→ **SOURCE DOCUMENT**:
· · · ·

Question

how do you find the anti derivative of :

1) x(2x+1)^2
?? please help!

Answer 1

* without multiplying it all out!

Answer 2

anti derivative = integration
Do you know integration?

Answer 3

u-sub

Answer 4

remember the chain rule, @Laurenn_215

Answer 5

yeah i know integration eccept when theres multiplying involved in integration it gets difficult!

Answer 6

yeah i know the chain rule except i cant use it for this one because of the x infront?

Answer 7

it says, the derivative of f(g(x))=g'(x)f'(g(x))

Answer 8

what if we integrated both sides?

Answer 9

then, f(g(x))=Integration[g'(x)f'(g(x))]

Answer 10

hmmm

Answer 11

* without multiplying it all out! --> why do you want to make your life more difficult ??

Answer 12

And, that's with respect to g(x)

Answer 13

because when you get questions like 45x(3x - 2)^4 you dont want to spend 7000 hours in an exam multiplying it all out haha

Answer 14

Now, I'm going to give you a rule, and explain it.

Answer 15

okay thanks inkyvoyd :)

Answer 16

∫ u'f(u) dx where u is a differentiable function of x
=∫ f(u) du

Answer 17

This equation and the general method of using it for integration is called integration by u-substitution.

Answer 18

Why? Because we subsitute "u" for a function g(x)

Answer 19

Now, let me prove the rule.

Answer 20

*explain it

Answer 21

oh! do you mean the product rule?!

· · · ·

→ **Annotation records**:
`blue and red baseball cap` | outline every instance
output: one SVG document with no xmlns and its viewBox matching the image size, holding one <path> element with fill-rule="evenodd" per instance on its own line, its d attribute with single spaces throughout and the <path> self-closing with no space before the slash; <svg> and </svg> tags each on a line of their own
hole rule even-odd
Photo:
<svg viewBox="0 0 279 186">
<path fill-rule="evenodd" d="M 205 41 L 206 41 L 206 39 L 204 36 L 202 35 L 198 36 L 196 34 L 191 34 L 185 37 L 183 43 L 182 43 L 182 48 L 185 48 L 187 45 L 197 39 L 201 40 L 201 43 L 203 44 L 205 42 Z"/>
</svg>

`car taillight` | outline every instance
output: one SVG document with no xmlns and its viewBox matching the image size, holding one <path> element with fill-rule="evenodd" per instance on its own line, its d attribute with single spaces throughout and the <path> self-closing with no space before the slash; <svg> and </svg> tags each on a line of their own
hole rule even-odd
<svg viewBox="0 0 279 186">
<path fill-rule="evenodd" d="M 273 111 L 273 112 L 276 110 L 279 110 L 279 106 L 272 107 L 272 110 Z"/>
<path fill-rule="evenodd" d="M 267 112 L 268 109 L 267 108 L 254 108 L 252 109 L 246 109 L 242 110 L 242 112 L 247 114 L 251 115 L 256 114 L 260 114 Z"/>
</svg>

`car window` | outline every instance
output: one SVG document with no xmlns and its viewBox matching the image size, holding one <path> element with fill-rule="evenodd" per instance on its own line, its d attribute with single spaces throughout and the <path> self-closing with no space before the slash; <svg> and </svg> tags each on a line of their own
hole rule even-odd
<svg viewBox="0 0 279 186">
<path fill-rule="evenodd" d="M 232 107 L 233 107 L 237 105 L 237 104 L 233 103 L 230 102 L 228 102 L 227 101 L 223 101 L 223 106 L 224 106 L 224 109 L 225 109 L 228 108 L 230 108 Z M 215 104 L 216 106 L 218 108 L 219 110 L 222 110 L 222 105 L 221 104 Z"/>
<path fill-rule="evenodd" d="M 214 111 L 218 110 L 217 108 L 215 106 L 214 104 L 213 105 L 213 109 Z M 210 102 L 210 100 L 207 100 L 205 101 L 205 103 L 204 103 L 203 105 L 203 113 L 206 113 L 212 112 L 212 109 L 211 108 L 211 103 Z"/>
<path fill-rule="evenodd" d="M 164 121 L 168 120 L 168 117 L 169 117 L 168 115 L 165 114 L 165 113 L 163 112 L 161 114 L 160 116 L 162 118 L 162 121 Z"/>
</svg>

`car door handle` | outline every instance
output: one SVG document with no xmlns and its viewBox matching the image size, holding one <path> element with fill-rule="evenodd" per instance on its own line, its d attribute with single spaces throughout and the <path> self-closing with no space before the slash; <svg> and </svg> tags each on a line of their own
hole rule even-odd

· · · ·

→ **TO BE DONE**:
a. Copy the passage of the antiderivative thread from "because when you" to "and explain it.".
b. Continue the forum thread on finding the antiderivative of x(2x+1)^2 from its last post.

→ **ANSWERS FOR THIS EXERCISE**:
a.
because when you get questions like 45x(3x - 2)^4 you dont want to spend 7000 hours in an exam multiplying it all out haha

Answer 14

Now, I'm going to give you a rule, and explain it.

b.
Answer 22

Ok. in that case The problem you just gave know can be sorted out by taking
t = 3x - 2
dt = 3 dx
\[\int\limits_{}^{}\frac{45}{3} \frac{t-2}{3}*t^4dt\]

Answer 23

∫ u'f(u) dx
du/dx=u' -> rewrite in differential form du= u' dx
-> put inside the indefinite integral ∫ u'f(u) dx
you'll get ∫ f(u) du

Answer 24

Now you can multiply it all out

Answer 25

This is actually an analogy of the chain rule.

Answer 26

ohh

Answer 27

∫ u'f(u) dx, where u'=du/dx
∫ u'f(u) dx=∫ f(u)u' dx
rewrite du/dx=u' in differential form
-> du=u' dx
look at ∫ f(u)u' dx and du= u' dx
we can put du in ∫ f(u)u' dx
becomes ∫ f(u) du

Answer 28

Now let's apply this rule to your example.

Answer 29

omg. Mybad. I thoguht that was x^2

Answer 30

That's an x?

Answer 31

@Laurenn_215 , my bad. This is an integration by parts problem.

Answer 32

oh hehe no problem!

Answer 33

@inkvoyd,not eactly

Answer 34

@shivam_bhalla , I can turn it into one

Answer 35

@Laurenn_215 , let's play around with the product rule.

Answer 36

the derivative of f(x)g(x)=f'(x)g(x)+f(x)g'(x) right?

Answer 37

Let's integrate both sides

Answer 38

okay :) yep

Answer 39

take t = 2x+1
dt = 2dx
dt/2 = dx
\[\int\limits_{}^{} \frac{t-1}{2} * t^2 * \frac{dt}{2}\]
NOw multiply it out, integrate and finally substitute t back with 2x+1

Answer 40

@inkyvoyd ,got it?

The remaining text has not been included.